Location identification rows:
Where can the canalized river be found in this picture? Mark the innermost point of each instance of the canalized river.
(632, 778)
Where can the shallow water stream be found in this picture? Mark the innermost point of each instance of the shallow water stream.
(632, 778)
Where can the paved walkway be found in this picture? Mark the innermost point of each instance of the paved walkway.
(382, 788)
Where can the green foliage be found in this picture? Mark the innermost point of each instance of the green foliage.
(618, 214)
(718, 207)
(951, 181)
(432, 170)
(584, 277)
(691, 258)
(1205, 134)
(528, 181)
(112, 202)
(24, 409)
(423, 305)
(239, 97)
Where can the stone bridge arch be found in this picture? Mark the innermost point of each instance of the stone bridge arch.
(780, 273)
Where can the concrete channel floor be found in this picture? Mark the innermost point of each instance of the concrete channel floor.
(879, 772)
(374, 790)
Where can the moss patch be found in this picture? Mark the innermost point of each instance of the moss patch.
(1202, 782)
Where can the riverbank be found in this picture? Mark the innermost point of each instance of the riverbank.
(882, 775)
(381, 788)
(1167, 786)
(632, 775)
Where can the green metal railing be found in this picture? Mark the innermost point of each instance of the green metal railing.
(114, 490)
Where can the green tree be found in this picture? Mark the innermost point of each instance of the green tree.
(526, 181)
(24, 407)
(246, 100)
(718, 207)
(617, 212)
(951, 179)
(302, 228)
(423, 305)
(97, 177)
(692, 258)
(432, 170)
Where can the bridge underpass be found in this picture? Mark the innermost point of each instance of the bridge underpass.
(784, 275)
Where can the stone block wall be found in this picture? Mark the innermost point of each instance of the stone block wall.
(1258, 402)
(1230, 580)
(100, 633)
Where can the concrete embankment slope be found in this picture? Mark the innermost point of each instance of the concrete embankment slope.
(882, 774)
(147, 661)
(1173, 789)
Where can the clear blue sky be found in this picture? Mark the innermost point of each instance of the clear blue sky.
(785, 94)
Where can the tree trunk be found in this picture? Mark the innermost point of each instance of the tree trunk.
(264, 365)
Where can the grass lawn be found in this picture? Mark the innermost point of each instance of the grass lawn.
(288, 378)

--- AIM ---
Reproduce every row above word for word, keeping the original line order.

--- TASK RESPONSE ---
Where can the canalized river be found in this picture? Mark the innermost point of each instance of the canalized river.
(632, 778)
Where can the shallow water stream be found in this picture? Mark the innermost point of each instance of the shallow water stream.
(632, 778)
Where can the paved walkway be found in this picture? Mark the innermost point of each instance of the paved walkway.
(382, 788)
Where can the green foliage be found in this picture? Mark the innermost point of each instance of the green foliage.
(618, 214)
(718, 207)
(951, 181)
(432, 170)
(584, 277)
(691, 258)
(1205, 134)
(528, 181)
(112, 202)
(24, 409)
(423, 305)
(239, 97)
Where can the stone bridge arch be found in this picture? Mark the innermost point of each instance of the stone bridge arch.
(780, 273)
Where can the concrete channel floor be found in this picture? Mark the innermost point of each instance of the concrete channel floor.
(879, 772)
(374, 790)
Where can the moss patch be found in this picture? Mark the innermost point of each instance of the moss patch.
(1202, 782)
Where can the riverbank be found in this picture? Mark the innermost point of each instance of the riverbank.
(882, 775)
(381, 788)
(1167, 786)
(632, 775)
Where can the green metal railing be found in this picture? Mark the innermost point of each instance of the green metal railing.
(114, 490)
Where can the green tree be found in this picture? Mark the innermost point of each instance of the green tree.
(526, 181)
(24, 407)
(246, 100)
(718, 207)
(617, 212)
(951, 179)
(302, 228)
(423, 305)
(97, 177)
(692, 258)
(432, 170)
Where can the bridge underpass be found in this picture? Mark the innermost point of each instance of the bridge underpass.
(784, 275)
Where can the stone block wall be found in this picture? Mark the innermost point of each instance of the stone block wall.
(1258, 402)
(1230, 580)
(100, 633)
Where can the concrete embankment slope be found in this picture? Mark the innermost point of each instance of the concrete embankment slope.
(882, 774)
(147, 661)
(1173, 789)
Where can the clear blue sky be found in this picture? Mark the innermost point of each instance of the clear blue sky.
(785, 94)
Where can the tree trunk be found in this picture? Mark the innermost point of each instance of the tree trunk.
(264, 365)
Where can the grass lawn be found in this picture? Mark the innermost point of each instance of the grass lawn.
(288, 378)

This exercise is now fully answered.